RECORDS TO USE
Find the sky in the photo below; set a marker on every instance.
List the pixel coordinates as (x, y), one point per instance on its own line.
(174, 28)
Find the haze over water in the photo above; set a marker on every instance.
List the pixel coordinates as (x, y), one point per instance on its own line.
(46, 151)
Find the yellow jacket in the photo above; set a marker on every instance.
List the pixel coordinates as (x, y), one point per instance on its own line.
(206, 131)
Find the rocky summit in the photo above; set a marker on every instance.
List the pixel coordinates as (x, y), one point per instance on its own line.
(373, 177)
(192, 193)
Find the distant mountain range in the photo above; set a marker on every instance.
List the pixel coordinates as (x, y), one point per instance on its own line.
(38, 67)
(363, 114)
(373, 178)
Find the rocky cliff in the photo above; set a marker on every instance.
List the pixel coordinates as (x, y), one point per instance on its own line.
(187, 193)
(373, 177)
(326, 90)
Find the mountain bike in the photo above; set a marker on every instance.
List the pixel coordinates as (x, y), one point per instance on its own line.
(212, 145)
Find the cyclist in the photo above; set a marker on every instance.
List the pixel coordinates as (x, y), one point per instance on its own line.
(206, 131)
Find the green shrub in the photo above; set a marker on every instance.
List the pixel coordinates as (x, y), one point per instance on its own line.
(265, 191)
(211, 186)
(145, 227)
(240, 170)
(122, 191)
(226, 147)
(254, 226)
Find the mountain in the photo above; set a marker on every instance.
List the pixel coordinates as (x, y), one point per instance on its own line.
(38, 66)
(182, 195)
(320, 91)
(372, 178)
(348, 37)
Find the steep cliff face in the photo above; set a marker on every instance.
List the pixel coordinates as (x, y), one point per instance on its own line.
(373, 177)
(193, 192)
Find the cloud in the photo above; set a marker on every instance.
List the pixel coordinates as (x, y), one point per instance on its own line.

--

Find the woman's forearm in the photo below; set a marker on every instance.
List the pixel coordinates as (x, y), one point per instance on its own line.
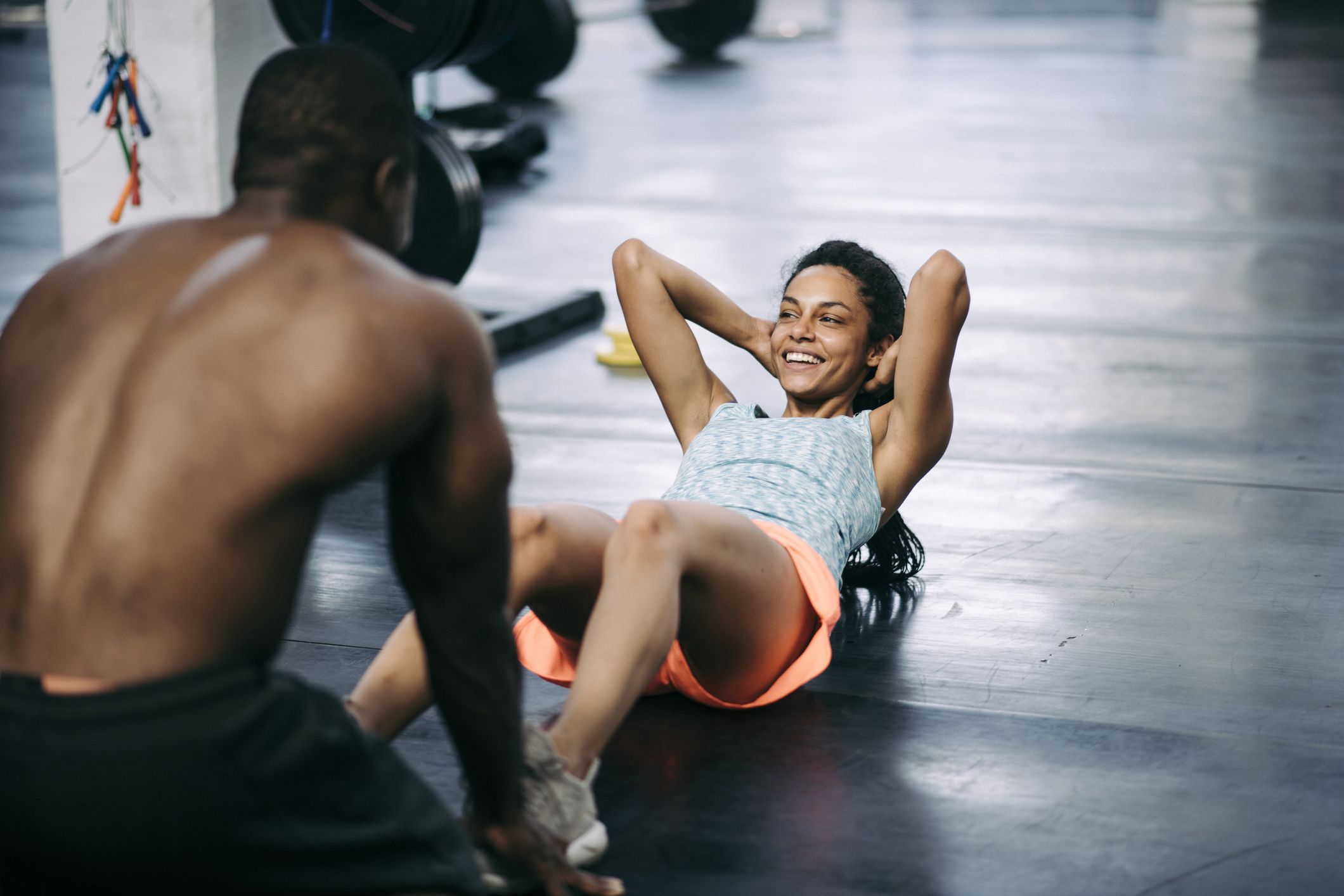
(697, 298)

JOB
Show each line of the records above that contains the string "below", copying every such line in full. Matching is case-sensitive.

COMPLETE OUTPUT
Find the sky in the photo below; set a marker on every instance.
Find the woman's forearm in the photo below; set a marker on every instance.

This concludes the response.